▸ Task input:
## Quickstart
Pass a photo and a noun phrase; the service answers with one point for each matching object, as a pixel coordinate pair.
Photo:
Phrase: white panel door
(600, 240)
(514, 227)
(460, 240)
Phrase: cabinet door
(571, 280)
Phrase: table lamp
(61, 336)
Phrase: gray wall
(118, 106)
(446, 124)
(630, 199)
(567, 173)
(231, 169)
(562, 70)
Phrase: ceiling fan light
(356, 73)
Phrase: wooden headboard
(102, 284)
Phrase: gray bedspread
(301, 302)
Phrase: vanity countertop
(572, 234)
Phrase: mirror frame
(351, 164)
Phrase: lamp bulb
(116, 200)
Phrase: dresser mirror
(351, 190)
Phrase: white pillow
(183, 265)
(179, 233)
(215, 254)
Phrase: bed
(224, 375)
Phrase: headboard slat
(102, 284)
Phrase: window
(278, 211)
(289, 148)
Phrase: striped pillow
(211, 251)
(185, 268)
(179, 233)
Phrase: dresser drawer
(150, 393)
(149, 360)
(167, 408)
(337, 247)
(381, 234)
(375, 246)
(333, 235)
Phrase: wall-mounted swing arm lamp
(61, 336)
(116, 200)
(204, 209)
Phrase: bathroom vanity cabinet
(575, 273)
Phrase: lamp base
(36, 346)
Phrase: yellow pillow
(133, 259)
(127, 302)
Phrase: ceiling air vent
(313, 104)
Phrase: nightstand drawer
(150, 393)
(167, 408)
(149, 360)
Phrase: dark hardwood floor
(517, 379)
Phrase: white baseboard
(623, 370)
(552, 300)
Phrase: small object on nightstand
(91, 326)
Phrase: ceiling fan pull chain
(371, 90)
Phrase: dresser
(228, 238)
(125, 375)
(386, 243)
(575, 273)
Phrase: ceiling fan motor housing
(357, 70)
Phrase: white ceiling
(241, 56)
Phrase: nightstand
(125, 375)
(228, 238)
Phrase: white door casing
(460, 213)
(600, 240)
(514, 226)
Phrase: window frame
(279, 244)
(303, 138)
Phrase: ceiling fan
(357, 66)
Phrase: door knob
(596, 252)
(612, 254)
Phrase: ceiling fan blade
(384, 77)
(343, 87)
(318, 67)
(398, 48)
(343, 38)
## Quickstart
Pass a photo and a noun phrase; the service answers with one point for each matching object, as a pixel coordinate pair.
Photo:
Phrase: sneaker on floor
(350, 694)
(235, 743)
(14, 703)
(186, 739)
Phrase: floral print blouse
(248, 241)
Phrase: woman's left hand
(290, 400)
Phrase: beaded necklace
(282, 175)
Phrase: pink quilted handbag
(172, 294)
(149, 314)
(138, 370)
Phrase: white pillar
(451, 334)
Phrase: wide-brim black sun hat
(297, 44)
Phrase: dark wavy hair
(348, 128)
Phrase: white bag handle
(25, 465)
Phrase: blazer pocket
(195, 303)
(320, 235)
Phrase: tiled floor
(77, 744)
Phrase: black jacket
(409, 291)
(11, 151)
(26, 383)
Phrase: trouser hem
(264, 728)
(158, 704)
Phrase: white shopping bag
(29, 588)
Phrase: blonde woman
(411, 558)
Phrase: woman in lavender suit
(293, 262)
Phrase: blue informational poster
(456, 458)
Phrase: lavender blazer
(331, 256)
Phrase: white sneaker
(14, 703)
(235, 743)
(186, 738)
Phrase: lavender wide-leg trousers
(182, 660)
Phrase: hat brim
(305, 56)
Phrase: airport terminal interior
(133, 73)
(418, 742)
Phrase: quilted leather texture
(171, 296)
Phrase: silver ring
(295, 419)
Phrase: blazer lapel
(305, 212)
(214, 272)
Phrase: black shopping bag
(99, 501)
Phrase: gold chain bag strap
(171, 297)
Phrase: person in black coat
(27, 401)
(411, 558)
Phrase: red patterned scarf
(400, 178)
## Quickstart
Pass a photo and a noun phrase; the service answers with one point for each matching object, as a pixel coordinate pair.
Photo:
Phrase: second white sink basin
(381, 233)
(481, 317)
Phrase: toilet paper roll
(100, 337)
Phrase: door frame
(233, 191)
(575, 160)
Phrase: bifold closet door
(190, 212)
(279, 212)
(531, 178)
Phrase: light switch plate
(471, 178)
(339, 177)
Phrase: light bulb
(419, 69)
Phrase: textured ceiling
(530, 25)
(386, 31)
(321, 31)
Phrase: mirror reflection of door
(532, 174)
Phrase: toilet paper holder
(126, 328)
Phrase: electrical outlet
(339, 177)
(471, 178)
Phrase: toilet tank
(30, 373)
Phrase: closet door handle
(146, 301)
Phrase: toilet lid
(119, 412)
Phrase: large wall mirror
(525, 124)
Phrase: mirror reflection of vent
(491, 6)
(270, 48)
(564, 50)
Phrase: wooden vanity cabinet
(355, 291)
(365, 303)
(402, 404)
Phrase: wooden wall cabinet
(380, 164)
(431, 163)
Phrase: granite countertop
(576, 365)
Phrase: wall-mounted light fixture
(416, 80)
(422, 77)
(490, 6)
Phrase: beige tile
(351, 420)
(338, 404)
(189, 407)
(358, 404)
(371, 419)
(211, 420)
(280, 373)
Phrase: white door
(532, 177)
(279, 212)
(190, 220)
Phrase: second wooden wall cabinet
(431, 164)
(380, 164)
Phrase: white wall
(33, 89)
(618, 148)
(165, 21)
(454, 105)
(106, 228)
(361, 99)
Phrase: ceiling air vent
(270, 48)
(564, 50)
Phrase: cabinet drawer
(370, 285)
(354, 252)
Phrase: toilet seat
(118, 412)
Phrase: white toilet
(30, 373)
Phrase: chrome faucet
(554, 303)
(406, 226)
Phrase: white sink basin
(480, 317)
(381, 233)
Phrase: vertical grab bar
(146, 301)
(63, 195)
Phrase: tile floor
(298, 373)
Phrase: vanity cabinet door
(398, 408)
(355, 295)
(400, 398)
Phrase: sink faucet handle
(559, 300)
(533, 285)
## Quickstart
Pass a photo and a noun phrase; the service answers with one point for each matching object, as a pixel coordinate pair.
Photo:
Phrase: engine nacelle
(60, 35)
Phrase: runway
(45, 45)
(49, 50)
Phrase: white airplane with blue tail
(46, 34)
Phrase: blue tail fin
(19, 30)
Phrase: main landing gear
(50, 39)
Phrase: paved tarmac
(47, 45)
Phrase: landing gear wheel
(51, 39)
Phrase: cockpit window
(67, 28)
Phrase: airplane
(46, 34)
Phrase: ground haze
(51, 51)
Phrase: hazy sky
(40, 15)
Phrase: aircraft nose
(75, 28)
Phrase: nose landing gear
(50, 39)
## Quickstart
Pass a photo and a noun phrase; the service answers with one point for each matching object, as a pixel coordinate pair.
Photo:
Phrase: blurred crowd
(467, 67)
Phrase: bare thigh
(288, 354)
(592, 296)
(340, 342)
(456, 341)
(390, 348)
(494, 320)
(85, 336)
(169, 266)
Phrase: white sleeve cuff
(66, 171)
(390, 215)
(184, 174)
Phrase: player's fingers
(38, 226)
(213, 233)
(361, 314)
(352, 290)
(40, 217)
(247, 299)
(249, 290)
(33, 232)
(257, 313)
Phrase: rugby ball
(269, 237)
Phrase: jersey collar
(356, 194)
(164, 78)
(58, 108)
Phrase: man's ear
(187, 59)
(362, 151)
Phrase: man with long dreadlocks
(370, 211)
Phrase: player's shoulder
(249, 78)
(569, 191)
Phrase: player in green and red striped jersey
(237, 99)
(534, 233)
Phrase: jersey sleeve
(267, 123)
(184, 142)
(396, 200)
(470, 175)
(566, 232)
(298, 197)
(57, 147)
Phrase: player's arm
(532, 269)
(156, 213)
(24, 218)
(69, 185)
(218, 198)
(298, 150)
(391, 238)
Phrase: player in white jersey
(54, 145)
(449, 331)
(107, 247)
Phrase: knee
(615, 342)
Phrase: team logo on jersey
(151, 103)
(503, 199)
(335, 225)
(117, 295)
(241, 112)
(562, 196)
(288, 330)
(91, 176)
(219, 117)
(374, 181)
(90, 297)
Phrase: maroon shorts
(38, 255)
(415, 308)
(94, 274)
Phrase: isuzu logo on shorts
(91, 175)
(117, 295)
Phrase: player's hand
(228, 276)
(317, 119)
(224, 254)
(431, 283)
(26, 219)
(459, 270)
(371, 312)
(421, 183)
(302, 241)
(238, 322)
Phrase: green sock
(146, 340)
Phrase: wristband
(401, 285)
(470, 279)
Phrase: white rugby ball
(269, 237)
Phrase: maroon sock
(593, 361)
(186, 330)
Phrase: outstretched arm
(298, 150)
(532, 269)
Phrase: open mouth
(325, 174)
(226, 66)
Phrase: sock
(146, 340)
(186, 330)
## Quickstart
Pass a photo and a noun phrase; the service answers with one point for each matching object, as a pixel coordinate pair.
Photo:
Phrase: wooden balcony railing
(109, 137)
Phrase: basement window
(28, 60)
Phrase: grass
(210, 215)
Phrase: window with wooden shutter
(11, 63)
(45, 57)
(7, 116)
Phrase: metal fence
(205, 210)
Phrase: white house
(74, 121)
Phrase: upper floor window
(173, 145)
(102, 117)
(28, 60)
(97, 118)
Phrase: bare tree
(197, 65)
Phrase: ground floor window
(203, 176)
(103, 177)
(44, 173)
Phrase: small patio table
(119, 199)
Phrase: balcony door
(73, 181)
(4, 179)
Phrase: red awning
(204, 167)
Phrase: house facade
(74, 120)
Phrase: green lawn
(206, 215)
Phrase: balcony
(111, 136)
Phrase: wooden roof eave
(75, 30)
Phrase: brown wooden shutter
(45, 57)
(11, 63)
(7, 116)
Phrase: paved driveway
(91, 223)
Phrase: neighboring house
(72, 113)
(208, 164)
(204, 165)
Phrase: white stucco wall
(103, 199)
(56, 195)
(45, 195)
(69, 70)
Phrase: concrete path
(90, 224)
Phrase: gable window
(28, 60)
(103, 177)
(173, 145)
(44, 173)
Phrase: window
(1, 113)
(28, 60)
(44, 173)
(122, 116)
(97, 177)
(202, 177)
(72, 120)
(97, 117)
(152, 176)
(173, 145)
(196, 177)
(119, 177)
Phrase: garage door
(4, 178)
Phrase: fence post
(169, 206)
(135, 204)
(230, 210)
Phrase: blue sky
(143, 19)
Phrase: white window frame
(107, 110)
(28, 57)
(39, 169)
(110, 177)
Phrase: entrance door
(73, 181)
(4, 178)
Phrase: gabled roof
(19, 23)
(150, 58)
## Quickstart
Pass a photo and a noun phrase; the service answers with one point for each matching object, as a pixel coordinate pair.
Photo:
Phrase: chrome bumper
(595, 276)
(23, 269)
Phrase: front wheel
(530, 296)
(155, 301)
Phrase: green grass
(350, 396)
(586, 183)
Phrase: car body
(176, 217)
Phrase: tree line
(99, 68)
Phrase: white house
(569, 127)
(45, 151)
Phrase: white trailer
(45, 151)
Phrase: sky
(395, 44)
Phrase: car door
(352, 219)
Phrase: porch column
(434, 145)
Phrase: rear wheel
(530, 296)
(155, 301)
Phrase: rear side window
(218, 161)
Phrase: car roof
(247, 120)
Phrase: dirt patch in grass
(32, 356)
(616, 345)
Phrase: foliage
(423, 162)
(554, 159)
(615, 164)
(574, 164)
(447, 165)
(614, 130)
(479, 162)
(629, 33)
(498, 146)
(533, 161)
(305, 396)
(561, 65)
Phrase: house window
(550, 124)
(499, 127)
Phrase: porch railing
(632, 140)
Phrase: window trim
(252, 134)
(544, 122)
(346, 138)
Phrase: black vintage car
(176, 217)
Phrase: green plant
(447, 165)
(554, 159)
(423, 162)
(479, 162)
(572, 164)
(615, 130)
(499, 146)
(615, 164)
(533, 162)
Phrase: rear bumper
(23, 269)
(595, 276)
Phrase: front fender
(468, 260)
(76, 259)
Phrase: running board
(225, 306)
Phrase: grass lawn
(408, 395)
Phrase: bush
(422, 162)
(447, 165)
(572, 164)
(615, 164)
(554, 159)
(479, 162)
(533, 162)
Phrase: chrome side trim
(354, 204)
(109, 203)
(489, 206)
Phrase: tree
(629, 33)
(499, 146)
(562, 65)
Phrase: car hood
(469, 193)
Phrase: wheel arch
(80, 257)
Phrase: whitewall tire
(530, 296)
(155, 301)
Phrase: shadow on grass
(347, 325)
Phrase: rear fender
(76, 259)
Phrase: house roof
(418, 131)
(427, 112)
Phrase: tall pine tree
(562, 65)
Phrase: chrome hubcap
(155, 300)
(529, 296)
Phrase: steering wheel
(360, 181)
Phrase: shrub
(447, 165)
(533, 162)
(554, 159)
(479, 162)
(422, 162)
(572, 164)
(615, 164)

▸ Do this: Print exactly the lines from the one with "Phrase: bush" through the end of the data, inclusive.

▸ Task output:
Phrase: bush
(422, 162)
(447, 165)
(572, 164)
(615, 164)
(554, 159)
(479, 162)
(533, 162)
Phrase: chrome side trim
(354, 204)
(109, 203)
(489, 206)
Phrase: tree
(629, 33)
(499, 146)
(562, 65)
Phrase: car hood
(469, 193)
Phrase: wheel arch
(80, 257)
Phrase: whitewall tire
(530, 296)
(155, 301)
Phrase: shadow on grass
(347, 325)
Phrase: rear fender
(76, 259)
Phrase: house roof
(418, 131)
(427, 112)
Phrase: tall pine tree
(562, 65)
Phrase: chrome hubcap
(155, 300)
(529, 296)
Phrase: steering wheel
(360, 181)
Phrase: shrub
(447, 165)
(533, 162)
(554, 159)
(479, 162)
(422, 162)
(572, 164)
(615, 164)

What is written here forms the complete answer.